Passage:
----

The higher risk for sperm DNA damage in infertile men.

Author information

1
Department of Histology and Developmental Biology, Pomeranian Medical University in Szczecin, Żołnierska 48, 71-210 Szczecin, Poland.
2
VitroLive Fertility Clinic, Szczecin, Poland, Wojska Polskiego 103,, 70-483 Szczecin, Poland.
3
Department of Gynecology, Endocrinology and Gynecological Oncology, Pomeranian Medical University, Unii Lubelskiej 1, 71-252 Szczecin, Poland.
4
Healthcare Center Nowe Orlowo,, Aleja Zwycięstwa 245/8, 81-525 Gdynia, Poland.
5
Invicta Fertility Clinic, Rajska 10, 80-850 Gdansk, Poland.
6
Department of Histology and Developmental Biology, Pomeranian Medical University in Szczecin, Żołnierska 48, 71-210 Szczecin, Poland. mpiasecka@ipartner.com.pl.

Abstract

OBJECTIVES:

Supplementary assays are needed for determination of relationships between sperm biomarkers and fertility potential. Therefore, our research was designed to determine the extent of sperm DNA fragmentation (SDF) and establish a discriminating threshold of SDF for fertility potential.

----

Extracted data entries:

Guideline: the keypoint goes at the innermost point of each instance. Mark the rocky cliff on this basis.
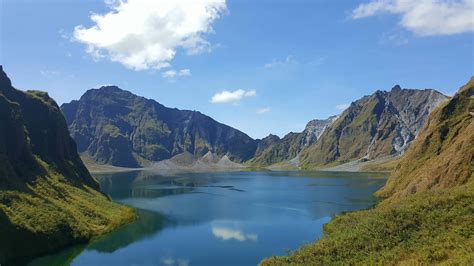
(272, 150)
(382, 124)
(48, 199)
(116, 127)
(443, 154)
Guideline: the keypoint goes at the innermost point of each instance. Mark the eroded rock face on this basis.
(119, 128)
(378, 125)
(273, 150)
(442, 155)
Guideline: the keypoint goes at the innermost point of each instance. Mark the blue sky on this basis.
(282, 63)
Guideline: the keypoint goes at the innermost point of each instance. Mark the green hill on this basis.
(379, 125)
(429, 213)
(116, 127)
(48, 199)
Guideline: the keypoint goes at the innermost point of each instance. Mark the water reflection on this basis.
(232, 234)
(231, 218)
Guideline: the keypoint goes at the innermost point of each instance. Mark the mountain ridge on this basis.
(146, 130)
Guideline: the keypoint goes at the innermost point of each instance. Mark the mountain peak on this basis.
(4, 80)
(396, 88)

----

Study questions:
(a) Which cities appear in the affiliation addresses of the sperm DNA abstract?
(b) Do these statements agree with the sperm DNA abstract? (i) The Department of Histology and Developmental Biology is located at Żołnierska 48. (ii) Invicta Fertility Clinic is in Gdynia. (iii) The research set out to establish a discriminating threshold of sperm DNA fragmentation for fertility potential.
(c) Carry on the sperm DNA abstract after its last sentence.

Answers to the exercises:
(a) Szczecin, Gdynia and Gdansk.

(b)
(i) Yes: "Department of Histology and Developmental Biology, Pomeranian Medical University in Szczecin, Żołnierska 48."
(ii) No: "Invicta Fertility Clinic, Rajska 10, 80-850 Gdansk, Poland."
(iii) Yes: "establish a discriminating threshold of SDF for fertility potential."

(c)
MATERIAL AND METHODS:

Semen characteristics were evaluated according to World Health Organization recommendations, and SDF was assessed by sperm chromatin dispersion test on ejaculated spermatozoa from infertile and healthy normozoospermic men.

RESULTS:

A higher proportion of SDF was noted in infertile men (median 23.00%) than normozoospermic (median 14.00%). Significantly less subjects (17.03%) with low SDF level (≤ 15%) and more (35.17%) with high SDF level ( > 30%) were found for the infertile group vs the normooospermic (57.90% and 5.26%, respectively). Infertile group had significantly lower odds ratio (OR) for having a low SDF level (OR: 0.1493) and higher OR for having a high SDF level (OR: 9.7627). Receiver operating characteristic analysis [area under curve (AUC) = 0.785] revealed that 20% SDF is predictive value for discriminating between infertile and normozoospermic subjects. SDF was negatively correlated with the sperm number, morphology, progressive motility and vitality but positively with the teratozoospermia index.

CONCLUSIONS:

Our study demonstrates: (1) a significant difference in the extent of SDF and in the risk for having damaged sperm DNA between infertile and normozoospermic men, (2) > 20% SDF has negative predictive value for fertility potential, (3) coexistence of abnormal standard sperm parameters with sperm chromatin damages. Therefore, SDF should be considered as a highly valuable indicator of male fertility potential.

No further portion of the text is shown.